*** Extrait à lire

Tester les salariés de tous les abattoirs français ?
«Il y a une très grande majorité, entre 95 et 98 % de cas asymptomatiques», rappelle le directeur de Culture Viande. Difficile donc, selon lui, de détecter les contaminations, même si Kermené et Tradival «prenaient la température de leurs salariés». «Le point de départ, c’est moins de cinq cas de Covid-19 déclarés aux médecins», affirme M. Pecqueur, qui réfute tout «effet déconfinement» dans ces contaminations. «On trouve des cas aussi parce que, depuis le déconfinement, on fait systématiquement des tests.» Et de rappeler que, dans le secteur de la viande, «les entreprises sont fortement employeuses de main-d’oeuvre, avec plusieurs centaines ou plusieurs milliers de salariés par site.» Alors que le coronavirus circule dans la population, «il est normal que, statistiquement, on trouve quelques cas dans les abattoirs.»
Le 20 mai, sur France Info, le ministre de l’Agriculture Didier Guillaume n’a pas écarté l’éventualité de tester l’ensemble des employés de tous les abattoirs français. «Ça peut être une possibilité», a-t-il estimé. La filière viande jongle entre volonté de rassurer salariés et consommateurs et surveillance de la situation. Les professionnels ont demandé une réunion de crise autour du ministre de l’Agriculture, qui s’est tenue le 19 mai. Aucune annonce n’a été faite à son issue, mais ce rendez-vous a été l’occasion pour la filière d’insister sur les points à surveiller. Le premier : «Maintenir au maximum la continuité de nos outils d’abattage», indique François Valy, président de la Fédération nationale porcine (FNP).
Mise en garde contre la «machine à faire peur»
«Le prix du porc est déjà dégradé, à la limite du prix de revient pour beaucoup d’éleveurs, il ne faudrait pas qu’il dégringole plus bas», explique-t-il. Avec ses quatre jours fériés, le mois de mai est «traditionnellement compliqué» pour les producteurs de porcs, rappelle François Valy. Et cette année, la crise sanitaire du Covid-19 fragilise le marché, entre la fermeture des restaurants et les difficultés logistiques à l’export, notamment vers la Chine. Éleveurs et industriels français veulent éviter un scénario à l’américaine. Outre-Atlantique, le coronavirus fait des ravages au sein des salariés, causant des fermetures d’abattoirs et privant le pays d’environ 20 % de sa capacité d’abattage. «Il n’y a aucune comparaison possible entre les conditions de travail dans les abattoirs français et américains, estime Mathieu Pecqueur. Aux États-Unis, les employés travaillent dans une proximité extrême, quasiment à touche-touche. En France, certaines entreprises ont dû supprimer un poste sur deux pour respecter les règles de distanciation.» «Nous avons toujours continué de travailler, même au plus de fort de la crise sanitaire», rappelle-t-il. Et de relever que, sur 260 abattoirs en France, seul celui de Tradival a dû fermer sur injonction du préfet.

******

Travail à faire
- 1) Indiquez si chacune des affirmations suivantes est conforme à l'extrait sur les abattoirs, en répondant par oui ou par non et en citant les mots décisifs du texte. (a) Le ministre de l'Agriculture a exclu de tester l'ensemble des employés des abattoirs français. (b) La réunion de crise du 19 mai s'est achevée sans annonce. (c) Aux États-Unis, les fermetures d'abattoirs privent le pays d'environ 20 % de sa capacité d'abattage.
- 2) Extrayez de l'extrait sur les abattoirs le passage qui va de «Le 20 mai, sur» jusqu'à «nationale porcine (FNP).».

*** Données brutes

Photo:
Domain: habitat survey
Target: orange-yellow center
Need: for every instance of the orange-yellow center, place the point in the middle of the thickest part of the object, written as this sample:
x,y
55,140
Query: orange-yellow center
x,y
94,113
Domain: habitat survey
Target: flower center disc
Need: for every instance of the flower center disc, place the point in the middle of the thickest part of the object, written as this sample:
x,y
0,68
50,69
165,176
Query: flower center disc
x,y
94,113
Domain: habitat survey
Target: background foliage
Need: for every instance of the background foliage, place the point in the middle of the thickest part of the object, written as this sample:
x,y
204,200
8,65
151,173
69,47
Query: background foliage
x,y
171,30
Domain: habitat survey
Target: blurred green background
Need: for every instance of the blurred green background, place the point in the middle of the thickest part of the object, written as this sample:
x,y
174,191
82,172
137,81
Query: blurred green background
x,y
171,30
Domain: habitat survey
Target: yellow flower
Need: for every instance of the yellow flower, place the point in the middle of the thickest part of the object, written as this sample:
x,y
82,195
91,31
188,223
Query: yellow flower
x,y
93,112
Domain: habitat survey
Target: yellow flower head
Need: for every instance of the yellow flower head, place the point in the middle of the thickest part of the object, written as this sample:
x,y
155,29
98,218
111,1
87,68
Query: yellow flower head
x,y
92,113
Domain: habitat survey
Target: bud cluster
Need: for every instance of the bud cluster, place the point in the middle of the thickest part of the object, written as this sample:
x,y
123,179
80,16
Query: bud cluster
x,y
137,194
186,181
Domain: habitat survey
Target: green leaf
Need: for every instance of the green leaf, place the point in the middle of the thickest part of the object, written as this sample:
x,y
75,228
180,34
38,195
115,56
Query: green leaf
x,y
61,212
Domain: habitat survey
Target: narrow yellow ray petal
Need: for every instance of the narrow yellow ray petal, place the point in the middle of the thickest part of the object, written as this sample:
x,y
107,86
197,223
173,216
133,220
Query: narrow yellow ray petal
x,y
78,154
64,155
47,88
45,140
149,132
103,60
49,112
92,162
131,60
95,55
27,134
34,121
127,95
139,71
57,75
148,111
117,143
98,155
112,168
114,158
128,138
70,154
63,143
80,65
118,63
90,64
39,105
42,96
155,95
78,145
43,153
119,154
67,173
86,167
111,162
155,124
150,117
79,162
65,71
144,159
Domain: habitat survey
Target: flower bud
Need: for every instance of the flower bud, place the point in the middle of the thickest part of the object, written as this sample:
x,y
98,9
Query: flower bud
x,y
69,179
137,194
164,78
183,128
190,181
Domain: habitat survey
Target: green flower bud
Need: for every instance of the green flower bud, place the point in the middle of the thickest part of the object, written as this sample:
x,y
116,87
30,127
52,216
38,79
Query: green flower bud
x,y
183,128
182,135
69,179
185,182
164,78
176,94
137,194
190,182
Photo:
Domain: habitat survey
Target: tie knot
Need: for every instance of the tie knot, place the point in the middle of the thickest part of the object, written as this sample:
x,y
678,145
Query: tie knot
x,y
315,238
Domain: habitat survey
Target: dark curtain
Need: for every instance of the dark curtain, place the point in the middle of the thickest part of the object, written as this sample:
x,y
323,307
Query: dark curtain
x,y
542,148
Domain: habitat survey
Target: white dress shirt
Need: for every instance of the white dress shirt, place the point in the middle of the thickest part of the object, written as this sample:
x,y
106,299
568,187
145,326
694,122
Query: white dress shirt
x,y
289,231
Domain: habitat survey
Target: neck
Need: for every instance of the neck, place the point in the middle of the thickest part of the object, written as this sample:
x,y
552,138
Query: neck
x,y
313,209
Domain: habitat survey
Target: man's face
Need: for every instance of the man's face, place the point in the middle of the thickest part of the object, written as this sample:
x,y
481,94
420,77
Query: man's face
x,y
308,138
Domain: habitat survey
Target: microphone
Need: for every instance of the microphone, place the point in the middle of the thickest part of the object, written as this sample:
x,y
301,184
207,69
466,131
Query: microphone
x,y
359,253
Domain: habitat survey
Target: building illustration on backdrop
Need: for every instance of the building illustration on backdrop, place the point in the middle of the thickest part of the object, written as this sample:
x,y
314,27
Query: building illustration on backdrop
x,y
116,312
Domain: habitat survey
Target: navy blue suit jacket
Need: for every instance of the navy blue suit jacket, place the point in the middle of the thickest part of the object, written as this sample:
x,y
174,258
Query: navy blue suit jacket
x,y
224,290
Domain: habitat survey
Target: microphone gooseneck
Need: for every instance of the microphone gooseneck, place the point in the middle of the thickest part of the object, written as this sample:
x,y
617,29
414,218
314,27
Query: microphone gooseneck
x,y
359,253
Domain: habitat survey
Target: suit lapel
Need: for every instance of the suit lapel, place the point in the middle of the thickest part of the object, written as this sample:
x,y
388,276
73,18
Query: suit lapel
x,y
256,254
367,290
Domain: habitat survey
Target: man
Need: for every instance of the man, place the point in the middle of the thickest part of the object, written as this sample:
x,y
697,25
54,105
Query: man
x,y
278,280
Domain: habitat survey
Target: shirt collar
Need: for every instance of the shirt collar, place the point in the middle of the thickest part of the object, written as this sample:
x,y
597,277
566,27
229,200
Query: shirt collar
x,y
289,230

******

Corrigé des exercices
- 1)
(a) Non : «n’a pas écarté l’éventualité de tester l’ensemble des employés de tous les abattoirs français»
(b) Oui : «Aucune annonce n’a été faite à son issue»
(c) Oui : «privant le pays d’environ 20 % de sa capacité d’abattage»

- 2)
Le 20 mai, sur France Info, le ministre de l’Agriculture Didier Guillaume n’a pas écarté l’éventualité de tester l’ensemble des employés de tous les abattoirs français. «Ça peut être une possibilité», a-t-il estimé. La filière viande jongle entre volonté de rassurer salariés et consommateurs et surveillance de la situation. Les professionnels ont demandé une réunion de crise autour du ministre de l’Agriculture, qui s’est tenue le 19 mai. Aucune annonce n’a été faite à son issue, mais ce rendez-vous a été l’occasion pour la filière d’insister sur les points à surveiller. Le premier : «Maintenir au maximum la continuité de nos outils d’abattage», indique François Valy, président de la Fédération nationale porcine (FNP).